Work to do - Switch every "Report" in the records below to "Output" and reproduce all other lines unchanged, leaving out the pictures.

Information shown -
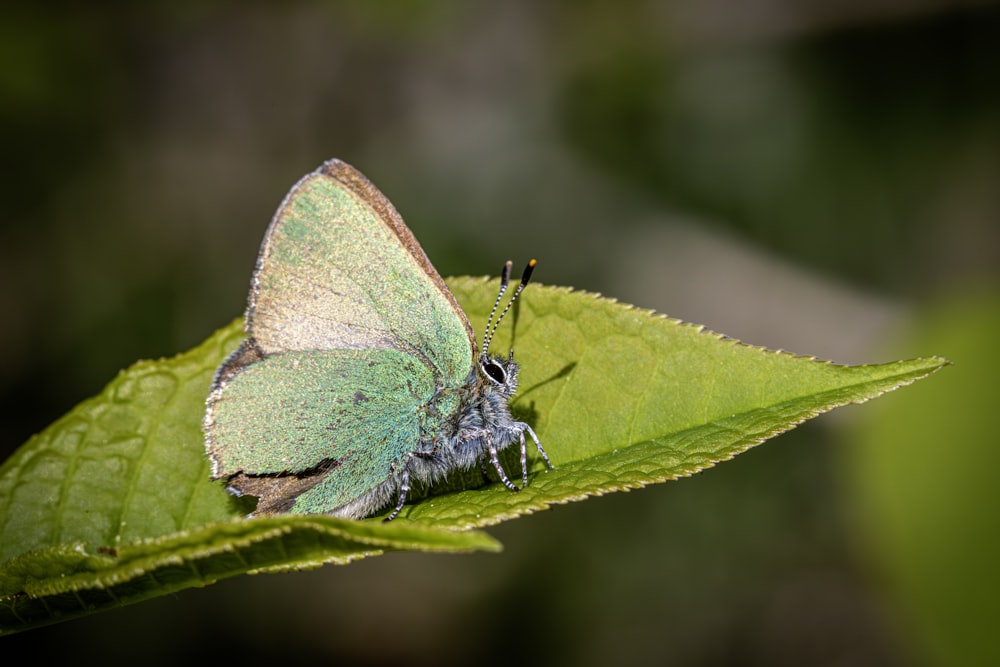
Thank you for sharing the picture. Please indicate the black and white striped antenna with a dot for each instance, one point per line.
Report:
(504, 281)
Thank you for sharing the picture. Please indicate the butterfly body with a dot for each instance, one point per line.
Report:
(359, 375)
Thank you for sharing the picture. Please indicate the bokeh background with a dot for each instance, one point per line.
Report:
(818, 176)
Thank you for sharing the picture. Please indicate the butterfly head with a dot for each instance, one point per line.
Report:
(501, 372)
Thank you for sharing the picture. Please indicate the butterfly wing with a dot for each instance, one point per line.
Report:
(307, 413)
(352, 333)
(338, 269)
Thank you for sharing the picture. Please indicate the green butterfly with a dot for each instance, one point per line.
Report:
(359, 374)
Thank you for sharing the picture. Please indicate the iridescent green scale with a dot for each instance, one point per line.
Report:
(359, 372)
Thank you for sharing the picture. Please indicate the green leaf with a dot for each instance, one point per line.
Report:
(113, 503)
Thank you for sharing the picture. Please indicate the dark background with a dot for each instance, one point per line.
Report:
(814, 176)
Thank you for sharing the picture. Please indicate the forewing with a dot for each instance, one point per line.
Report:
(338, 269)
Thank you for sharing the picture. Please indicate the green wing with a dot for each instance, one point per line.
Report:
(300, 411)
(339, 269)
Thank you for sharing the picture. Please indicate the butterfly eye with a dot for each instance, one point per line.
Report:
(495, 371)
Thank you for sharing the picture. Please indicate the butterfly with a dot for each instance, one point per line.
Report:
(359, 375)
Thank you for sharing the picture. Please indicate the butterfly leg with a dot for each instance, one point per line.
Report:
(524, 460)
(531, 432)
(496, 464)
(404, 488)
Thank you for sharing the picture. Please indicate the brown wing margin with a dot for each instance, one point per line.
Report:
(366, 191)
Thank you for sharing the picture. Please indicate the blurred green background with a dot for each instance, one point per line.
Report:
(822, 177)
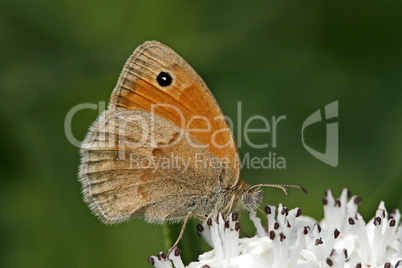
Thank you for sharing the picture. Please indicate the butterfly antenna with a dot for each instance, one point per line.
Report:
(281, 186)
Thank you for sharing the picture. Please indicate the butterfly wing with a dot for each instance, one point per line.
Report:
(186, 102)
(148, 122)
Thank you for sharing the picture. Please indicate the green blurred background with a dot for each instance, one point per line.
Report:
(279, 58)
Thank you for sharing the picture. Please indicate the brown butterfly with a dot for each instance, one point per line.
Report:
(163, 150)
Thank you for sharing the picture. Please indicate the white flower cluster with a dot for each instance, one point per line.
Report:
(342, 239)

Solution to this problem -
Thank you for sharing the picture. Please indicate the black and white striped antenna with a dot for each instance, one point per line.
Output:
(504, 281)
Thank you for sharing the picture. Please indicate the butterfly body with a dot for each instance, one point per line.
Output:
(359, 375)
Thank you for sharing the picture. Please indicate the bokeh background with a dot for each instance, one point per line.
Output:
(818, 176)
Thank you for sharing the picture. Please indicate the butterfly head with a dot for each instance, one point per line.
Output:
(501, 372)
Thank you for sharing the picture. Please indicate the butterfly wing with a dot for each instance, one point per line.
Output:
(307, 413)
(352, 333)
(338, 269)
Thank you for sharing the picture. Please indicate the green butterfly with a dot for each instance, one point per line.
Output:
(359, 374)
Thank you for sharing the picture. Please indicate the iridescent green scale with a dot for each instance, one point per line.
Output:
(359, 372)
Thank you for sharing the picture. Please indicate the green leaf with a dot for each instance, one point per line.
Output:
(113, 503)
Thank you for sharing the picture. Please indicate the dark background with a dot for each instance, one point per line.
Output:
(814, 176)
Thank you for sharing the picture. Please indicate the forewing with a dot for each instance, one point per line.
Output:
(338, 269)
Thank you for sharing the picture. Please indicate the green wing with a dot for each instance, one point per line.
Output:
(300, 411)
(339, 269)
Thank you for sharing the picture. Please indicate the butterfly eye with a dot for each instance, one point per line.
Output:
(495, 371)
Thank you for sharing the picture. Please indicate the butterfly with a dot for each instance, one point per line.
Output:
(359, 375)
Thank you for sharing the picture. Please indicate the butterfly leg with a dot for each instance, one point per line.
Output:
(524, 460)
(531, 432)
(496, 464)
(404, 488)
Thank you for sharing the picture. Please indicate the brown wing margin with a dot for each instance, one point per line.
Output:
(366, 191)
Thank you for sharing the picture. Please indicate the blurred green background with a dot for each instance, one point per line.
Output:
(822, 177)
Thank you for sharing the picture. Please indicate the butterfly antenna with a dot for each instance, one point per line.
Output:
(281, 186)
Thank you for sharing the picture. Please indicate the butterfly wing with a dot for each instance, one point per line.
Output:
(186, 102)
(148, 122)
Thank you for sharing the picture. Please indicate the green blurred background with a dot for each instance, one point per line.
Output:
(279, 58)
Thank you for sharing the picture. Please indicate the brown butterfly with a dot for each instance, one point per line.
Output:
(163, 150)
Thank you for sharing the picture. Please indicate the white flower cluster with a dot for each instance, one point per line.
Output:
(342, 239)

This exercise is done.